IN THE SUPREME COURT OF SWAZILAND
Civil Appeal Case No.32/2013
In the matter between:
ZANDILE MARY NSIMBINI Appellant
NOMPHUMELELO PRISCO THIELE Respondent
Neutral citation: Zandile Mary Nsimbini vs Nomphumelelo Prisca Thiele (32/2013)  [SZSC 66] (29 November 2013)
Coram: A.M. Ebrahim, J.A.
S.A. Moore, J.A.
M.C.B. Maphalala J.A.
Heard: 18 November 2013
Delivered: 29 November 2013
Summary: Civil Appeal – Costs – High or Magistrate’s court scale – Factors to be shown justifying costs on High Court scale. Appellant’s application for leave to appeal against the costs order made by the court at first instance awarding costs on the Magistrate’s court scale is refused with costs.
 In this matter, the Appellant is applying for leave to appeal against the order of costs made by Dlamini J in the High Court on 11 June 2013. In that judgment, the learned judge had found for the Appellant (Plaintiff in the court a quo). The Appellant had claimed the sum of E9 750 from the Respondent (Defendant), being the balance due after the sum of E17 000 had been handed by the Appellant to the Respondent but not fully accounted for. The Respondent had disputed the amount outstanding but the learned judge found for the Appellant.

**EXCERPTED RECORDS:**
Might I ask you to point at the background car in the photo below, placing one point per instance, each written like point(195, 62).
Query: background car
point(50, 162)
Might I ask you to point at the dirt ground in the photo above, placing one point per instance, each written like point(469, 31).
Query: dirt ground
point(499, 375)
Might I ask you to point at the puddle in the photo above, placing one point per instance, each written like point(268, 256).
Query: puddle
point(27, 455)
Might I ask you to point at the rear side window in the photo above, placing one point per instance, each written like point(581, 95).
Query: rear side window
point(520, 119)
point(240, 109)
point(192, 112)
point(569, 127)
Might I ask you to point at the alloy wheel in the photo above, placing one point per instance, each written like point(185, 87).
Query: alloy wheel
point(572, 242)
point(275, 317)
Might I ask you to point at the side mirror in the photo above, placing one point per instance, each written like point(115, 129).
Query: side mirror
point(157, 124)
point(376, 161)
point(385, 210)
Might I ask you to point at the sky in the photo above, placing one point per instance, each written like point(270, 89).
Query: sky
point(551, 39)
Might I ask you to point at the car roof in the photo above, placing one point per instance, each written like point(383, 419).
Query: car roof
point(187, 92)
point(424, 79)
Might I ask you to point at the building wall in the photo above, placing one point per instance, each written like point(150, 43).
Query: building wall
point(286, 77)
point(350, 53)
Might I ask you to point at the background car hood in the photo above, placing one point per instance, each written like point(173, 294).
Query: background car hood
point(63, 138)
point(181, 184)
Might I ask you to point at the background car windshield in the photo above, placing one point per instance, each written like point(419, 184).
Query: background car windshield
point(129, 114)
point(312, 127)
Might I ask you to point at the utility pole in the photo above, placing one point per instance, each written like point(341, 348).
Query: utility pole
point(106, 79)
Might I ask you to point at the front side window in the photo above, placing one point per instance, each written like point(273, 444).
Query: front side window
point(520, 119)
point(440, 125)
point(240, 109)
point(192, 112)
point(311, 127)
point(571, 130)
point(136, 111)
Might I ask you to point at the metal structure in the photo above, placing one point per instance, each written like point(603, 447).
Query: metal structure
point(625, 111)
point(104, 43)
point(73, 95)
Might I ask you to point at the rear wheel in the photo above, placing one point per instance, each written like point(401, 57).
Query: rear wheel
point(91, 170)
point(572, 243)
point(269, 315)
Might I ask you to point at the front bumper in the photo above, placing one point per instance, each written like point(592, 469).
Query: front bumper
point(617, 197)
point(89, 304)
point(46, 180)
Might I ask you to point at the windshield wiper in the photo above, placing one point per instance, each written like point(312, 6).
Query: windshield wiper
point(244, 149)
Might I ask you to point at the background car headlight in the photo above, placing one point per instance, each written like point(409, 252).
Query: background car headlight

**GIVEN INSTRUCTION:** In the Supreme Court text above, what sum did the Appellant claim from the Respondent?

**IN RESPONSE:** E9 750, the balance due from the E17 000 handed to the Respondent.